Count the lines in the data below that contain the string "surface". Reply with only the number.

(Records)

· · · · ·

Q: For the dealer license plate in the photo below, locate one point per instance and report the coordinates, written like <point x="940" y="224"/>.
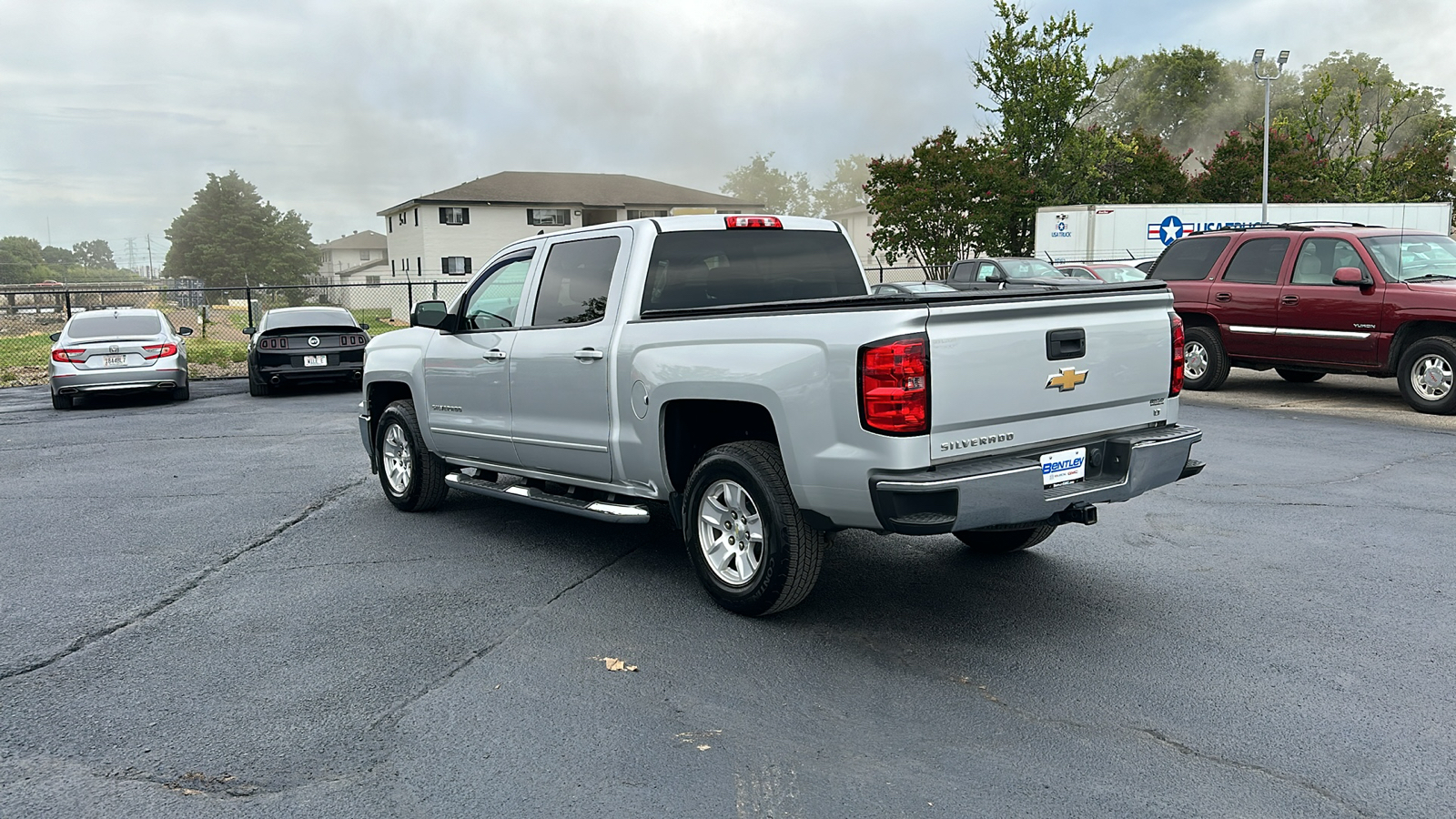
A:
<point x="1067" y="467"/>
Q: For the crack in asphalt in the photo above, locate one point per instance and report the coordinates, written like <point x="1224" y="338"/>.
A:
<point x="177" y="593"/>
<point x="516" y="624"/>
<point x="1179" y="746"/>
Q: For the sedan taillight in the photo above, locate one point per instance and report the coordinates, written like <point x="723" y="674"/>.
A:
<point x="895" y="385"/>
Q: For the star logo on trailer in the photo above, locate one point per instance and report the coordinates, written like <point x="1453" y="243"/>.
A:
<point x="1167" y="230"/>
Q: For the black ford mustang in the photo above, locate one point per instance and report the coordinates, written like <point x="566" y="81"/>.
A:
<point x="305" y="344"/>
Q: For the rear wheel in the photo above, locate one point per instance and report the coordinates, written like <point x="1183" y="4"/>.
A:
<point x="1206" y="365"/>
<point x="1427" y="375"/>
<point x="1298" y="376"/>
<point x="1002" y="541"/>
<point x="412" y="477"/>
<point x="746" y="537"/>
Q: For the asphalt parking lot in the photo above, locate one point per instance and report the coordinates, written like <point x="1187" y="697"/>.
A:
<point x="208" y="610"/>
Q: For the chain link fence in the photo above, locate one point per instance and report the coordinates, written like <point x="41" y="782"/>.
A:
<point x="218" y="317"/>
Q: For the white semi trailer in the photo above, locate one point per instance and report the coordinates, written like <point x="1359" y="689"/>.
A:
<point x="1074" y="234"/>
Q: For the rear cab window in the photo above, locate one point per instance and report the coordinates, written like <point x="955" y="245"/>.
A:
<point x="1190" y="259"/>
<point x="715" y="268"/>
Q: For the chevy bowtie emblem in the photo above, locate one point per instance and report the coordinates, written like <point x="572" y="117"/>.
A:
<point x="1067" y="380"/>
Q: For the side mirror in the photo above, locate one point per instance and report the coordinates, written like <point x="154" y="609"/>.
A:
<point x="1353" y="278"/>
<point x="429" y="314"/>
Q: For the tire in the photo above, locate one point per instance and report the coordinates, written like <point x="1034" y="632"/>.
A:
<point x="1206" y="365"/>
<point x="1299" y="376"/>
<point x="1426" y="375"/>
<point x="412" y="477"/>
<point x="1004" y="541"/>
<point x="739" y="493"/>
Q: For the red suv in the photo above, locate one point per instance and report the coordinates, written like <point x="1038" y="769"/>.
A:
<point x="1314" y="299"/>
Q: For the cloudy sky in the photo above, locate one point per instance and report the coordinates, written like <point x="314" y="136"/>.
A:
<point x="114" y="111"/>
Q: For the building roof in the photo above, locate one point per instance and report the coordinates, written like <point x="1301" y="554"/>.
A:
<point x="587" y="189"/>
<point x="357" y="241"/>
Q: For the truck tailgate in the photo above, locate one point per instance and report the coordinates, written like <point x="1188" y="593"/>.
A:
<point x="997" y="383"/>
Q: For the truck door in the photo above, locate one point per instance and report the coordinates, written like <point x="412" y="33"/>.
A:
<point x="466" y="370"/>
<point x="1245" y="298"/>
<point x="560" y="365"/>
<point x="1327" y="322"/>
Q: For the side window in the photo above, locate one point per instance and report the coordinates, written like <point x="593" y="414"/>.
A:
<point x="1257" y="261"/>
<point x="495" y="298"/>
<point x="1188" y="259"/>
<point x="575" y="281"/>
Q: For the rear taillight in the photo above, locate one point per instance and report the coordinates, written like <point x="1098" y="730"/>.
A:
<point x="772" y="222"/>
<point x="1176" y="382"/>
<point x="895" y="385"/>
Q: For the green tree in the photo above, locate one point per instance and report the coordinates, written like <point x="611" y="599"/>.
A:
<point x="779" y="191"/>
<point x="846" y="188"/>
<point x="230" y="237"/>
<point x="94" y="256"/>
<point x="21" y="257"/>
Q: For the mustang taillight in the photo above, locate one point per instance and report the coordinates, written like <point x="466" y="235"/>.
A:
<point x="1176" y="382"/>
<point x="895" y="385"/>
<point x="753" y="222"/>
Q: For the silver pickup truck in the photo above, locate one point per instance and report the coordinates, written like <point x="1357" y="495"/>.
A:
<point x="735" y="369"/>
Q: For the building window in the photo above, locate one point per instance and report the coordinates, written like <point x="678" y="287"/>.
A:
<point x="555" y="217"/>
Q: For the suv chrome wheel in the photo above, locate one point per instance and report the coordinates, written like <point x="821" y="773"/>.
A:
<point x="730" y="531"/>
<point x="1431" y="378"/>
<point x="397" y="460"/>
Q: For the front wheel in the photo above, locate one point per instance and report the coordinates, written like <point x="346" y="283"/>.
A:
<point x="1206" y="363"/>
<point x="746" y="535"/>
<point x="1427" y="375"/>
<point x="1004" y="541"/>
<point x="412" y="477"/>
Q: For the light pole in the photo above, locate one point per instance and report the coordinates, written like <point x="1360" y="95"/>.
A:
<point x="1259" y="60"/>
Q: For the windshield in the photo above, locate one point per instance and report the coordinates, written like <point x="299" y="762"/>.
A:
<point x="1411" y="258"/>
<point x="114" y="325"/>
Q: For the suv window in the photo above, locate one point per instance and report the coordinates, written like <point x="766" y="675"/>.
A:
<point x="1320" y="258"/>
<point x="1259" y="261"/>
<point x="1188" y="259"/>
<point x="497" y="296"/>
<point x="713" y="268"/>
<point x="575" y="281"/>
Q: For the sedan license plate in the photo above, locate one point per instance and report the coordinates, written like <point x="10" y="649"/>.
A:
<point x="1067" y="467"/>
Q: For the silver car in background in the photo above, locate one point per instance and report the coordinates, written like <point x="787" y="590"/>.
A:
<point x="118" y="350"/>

· · · · ·

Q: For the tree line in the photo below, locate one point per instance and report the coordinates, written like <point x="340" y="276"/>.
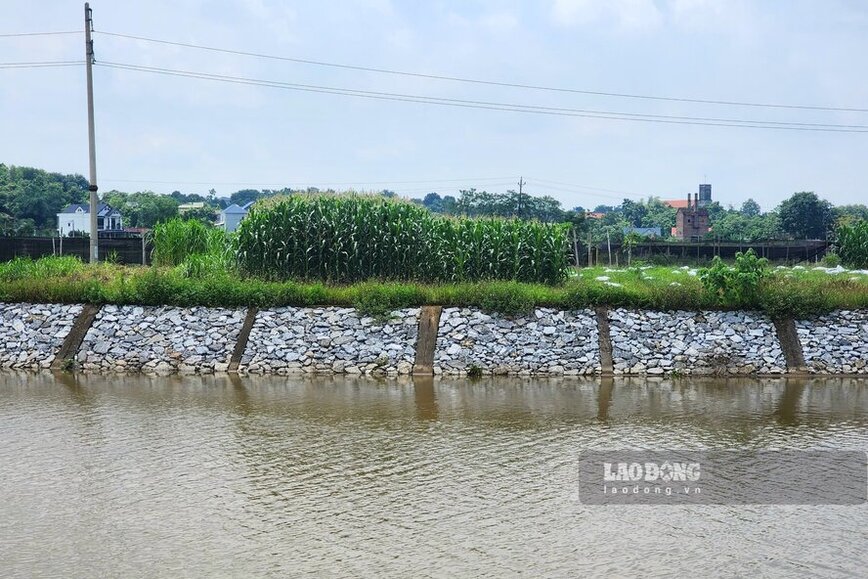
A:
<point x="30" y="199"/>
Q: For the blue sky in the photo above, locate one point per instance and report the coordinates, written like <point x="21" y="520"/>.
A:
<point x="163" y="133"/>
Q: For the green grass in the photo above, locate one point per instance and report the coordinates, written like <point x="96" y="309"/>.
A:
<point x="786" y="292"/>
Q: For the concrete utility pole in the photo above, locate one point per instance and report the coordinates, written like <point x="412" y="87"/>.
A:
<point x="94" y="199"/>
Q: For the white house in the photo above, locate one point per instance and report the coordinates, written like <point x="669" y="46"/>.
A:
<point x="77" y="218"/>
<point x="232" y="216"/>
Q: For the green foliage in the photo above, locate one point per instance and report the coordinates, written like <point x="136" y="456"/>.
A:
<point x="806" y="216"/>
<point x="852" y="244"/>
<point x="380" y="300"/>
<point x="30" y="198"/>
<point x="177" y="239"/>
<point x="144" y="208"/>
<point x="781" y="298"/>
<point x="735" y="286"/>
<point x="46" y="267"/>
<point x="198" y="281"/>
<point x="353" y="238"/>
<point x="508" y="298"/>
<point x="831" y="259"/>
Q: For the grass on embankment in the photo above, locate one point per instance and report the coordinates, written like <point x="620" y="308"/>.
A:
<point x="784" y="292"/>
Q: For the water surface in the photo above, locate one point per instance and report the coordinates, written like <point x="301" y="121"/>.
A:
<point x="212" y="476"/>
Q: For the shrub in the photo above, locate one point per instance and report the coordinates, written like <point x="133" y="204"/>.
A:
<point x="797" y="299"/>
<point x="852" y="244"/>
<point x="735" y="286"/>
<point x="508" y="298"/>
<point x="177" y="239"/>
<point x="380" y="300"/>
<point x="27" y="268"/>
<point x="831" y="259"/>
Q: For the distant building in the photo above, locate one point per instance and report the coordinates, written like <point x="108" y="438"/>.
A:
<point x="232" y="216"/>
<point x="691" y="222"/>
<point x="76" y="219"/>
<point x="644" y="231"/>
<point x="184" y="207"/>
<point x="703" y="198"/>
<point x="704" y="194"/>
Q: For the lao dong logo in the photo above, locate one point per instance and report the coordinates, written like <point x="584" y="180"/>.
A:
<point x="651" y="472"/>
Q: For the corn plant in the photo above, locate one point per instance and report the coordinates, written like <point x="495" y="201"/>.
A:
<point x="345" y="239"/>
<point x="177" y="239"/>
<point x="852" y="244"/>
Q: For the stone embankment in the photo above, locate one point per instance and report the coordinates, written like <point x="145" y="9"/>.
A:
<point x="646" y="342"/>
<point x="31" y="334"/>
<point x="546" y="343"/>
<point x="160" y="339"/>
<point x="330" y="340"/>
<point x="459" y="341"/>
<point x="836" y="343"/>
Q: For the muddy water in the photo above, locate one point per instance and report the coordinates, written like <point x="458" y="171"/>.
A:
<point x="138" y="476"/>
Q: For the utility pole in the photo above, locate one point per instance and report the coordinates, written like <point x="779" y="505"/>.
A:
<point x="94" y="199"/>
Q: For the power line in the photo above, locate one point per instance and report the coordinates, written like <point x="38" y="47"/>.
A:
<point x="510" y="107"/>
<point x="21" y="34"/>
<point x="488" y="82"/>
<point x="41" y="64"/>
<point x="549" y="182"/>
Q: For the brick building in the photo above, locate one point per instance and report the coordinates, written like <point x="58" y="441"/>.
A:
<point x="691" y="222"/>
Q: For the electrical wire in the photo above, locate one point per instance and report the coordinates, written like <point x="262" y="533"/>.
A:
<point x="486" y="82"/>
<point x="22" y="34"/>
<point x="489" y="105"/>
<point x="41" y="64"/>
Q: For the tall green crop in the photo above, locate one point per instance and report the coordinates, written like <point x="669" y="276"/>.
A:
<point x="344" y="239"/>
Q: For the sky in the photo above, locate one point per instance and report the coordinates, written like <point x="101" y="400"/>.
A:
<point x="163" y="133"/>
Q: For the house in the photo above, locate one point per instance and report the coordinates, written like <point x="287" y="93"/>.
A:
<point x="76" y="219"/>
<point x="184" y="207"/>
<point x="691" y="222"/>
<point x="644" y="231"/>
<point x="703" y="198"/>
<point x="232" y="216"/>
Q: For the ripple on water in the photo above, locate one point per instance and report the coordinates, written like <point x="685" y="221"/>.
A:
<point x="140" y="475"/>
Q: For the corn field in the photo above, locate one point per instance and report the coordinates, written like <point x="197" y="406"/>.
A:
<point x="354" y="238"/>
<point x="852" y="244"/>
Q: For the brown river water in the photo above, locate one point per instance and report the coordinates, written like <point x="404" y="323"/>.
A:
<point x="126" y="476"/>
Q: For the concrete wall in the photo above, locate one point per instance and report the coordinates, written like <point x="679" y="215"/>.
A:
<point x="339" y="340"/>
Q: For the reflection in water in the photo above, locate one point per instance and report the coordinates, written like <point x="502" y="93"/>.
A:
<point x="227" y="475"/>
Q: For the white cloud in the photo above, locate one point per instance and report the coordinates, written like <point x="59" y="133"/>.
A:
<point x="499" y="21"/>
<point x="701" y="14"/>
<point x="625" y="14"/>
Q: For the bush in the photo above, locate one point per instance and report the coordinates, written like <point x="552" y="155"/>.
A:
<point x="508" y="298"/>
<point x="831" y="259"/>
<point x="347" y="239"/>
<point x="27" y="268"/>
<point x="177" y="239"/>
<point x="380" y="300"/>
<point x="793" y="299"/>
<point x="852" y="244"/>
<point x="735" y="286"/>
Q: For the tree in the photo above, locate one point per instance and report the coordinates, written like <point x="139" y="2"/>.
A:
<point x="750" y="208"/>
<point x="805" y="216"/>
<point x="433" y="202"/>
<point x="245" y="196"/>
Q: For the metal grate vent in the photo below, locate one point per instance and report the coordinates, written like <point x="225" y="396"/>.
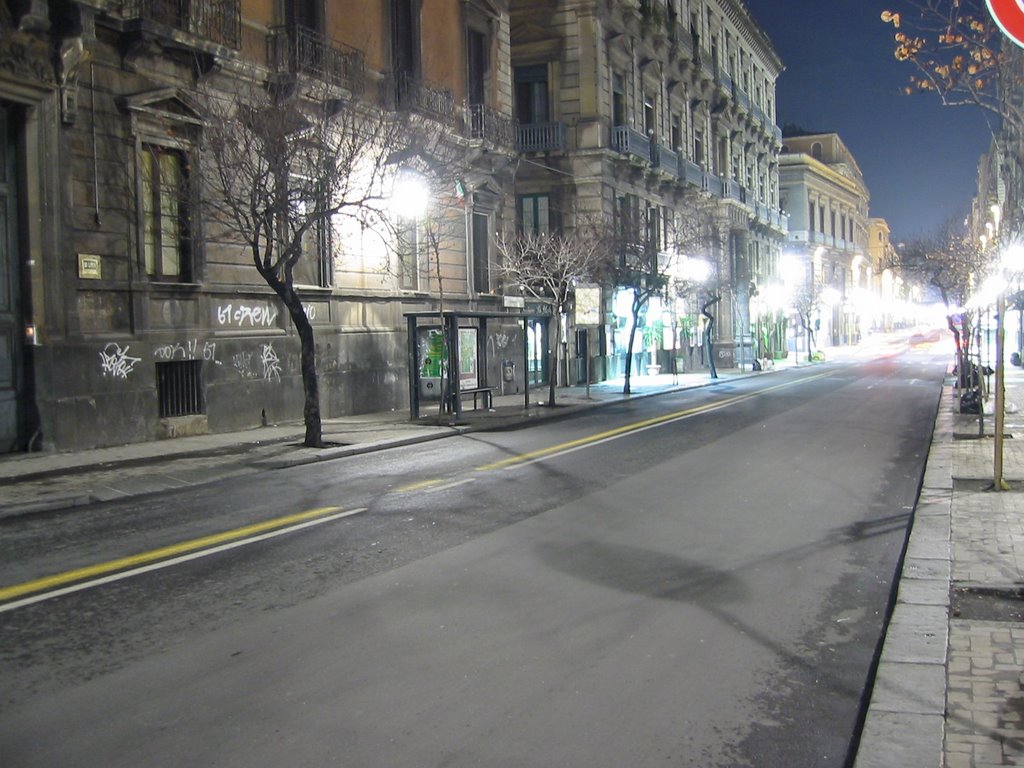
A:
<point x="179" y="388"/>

· · · · ·

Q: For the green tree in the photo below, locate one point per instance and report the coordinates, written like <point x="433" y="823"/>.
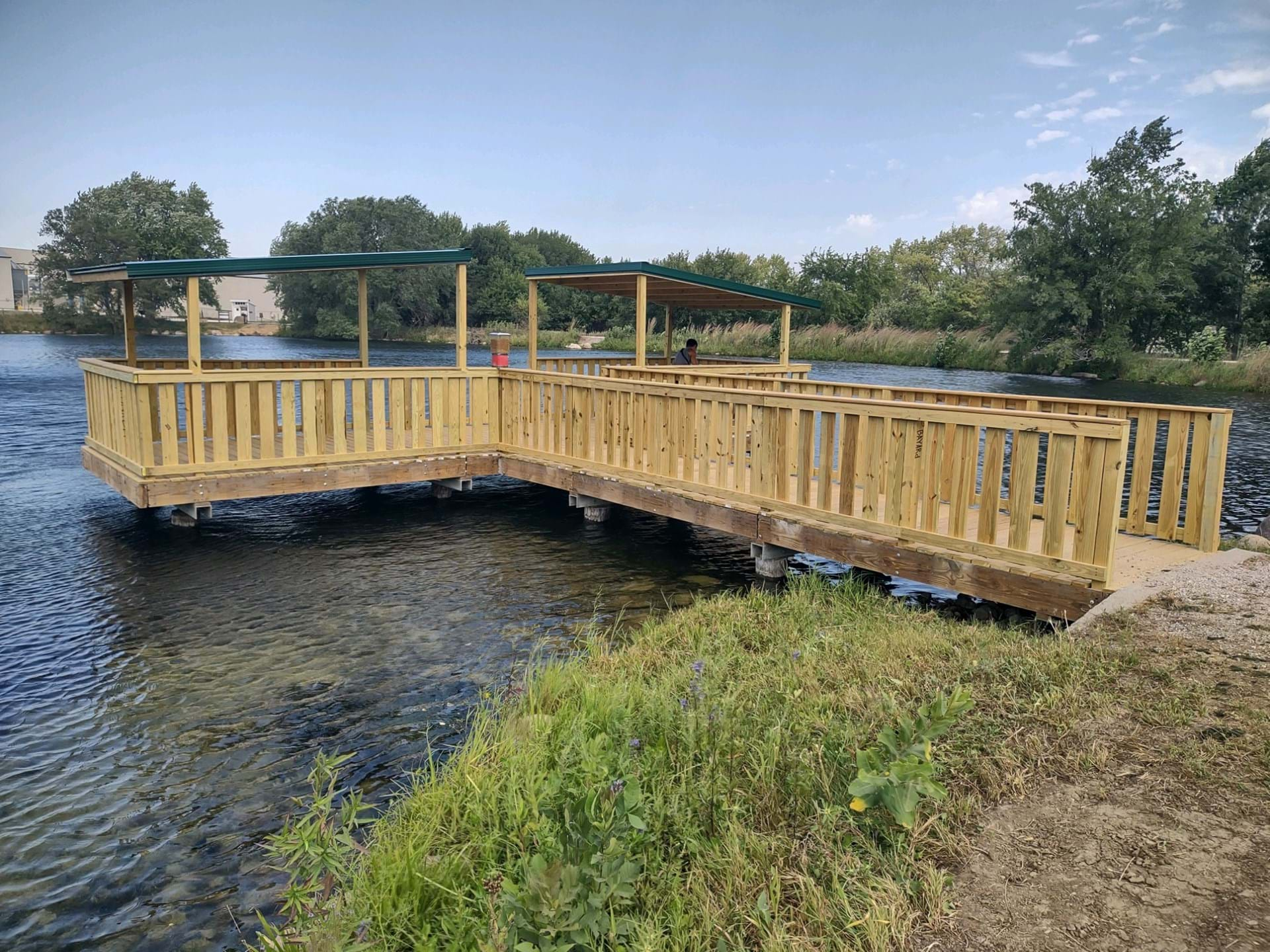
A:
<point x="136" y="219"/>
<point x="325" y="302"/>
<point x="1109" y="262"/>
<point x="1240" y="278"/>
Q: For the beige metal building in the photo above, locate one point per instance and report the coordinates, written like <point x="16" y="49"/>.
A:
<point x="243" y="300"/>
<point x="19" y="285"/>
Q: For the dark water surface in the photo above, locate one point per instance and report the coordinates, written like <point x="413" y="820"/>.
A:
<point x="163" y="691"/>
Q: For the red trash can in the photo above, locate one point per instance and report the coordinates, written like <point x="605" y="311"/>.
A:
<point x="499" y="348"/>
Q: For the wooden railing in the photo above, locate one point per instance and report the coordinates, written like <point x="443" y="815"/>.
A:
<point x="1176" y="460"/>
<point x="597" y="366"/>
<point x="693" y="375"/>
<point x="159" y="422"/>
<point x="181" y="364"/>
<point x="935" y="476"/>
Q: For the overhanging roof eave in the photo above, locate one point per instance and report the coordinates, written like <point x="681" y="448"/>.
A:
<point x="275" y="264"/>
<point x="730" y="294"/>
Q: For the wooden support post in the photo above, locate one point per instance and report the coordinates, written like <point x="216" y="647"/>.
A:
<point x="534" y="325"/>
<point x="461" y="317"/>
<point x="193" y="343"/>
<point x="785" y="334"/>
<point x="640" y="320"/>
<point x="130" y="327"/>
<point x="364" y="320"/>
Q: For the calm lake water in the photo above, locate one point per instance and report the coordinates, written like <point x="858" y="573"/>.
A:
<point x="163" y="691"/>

· · · · ·

*Task response*:
2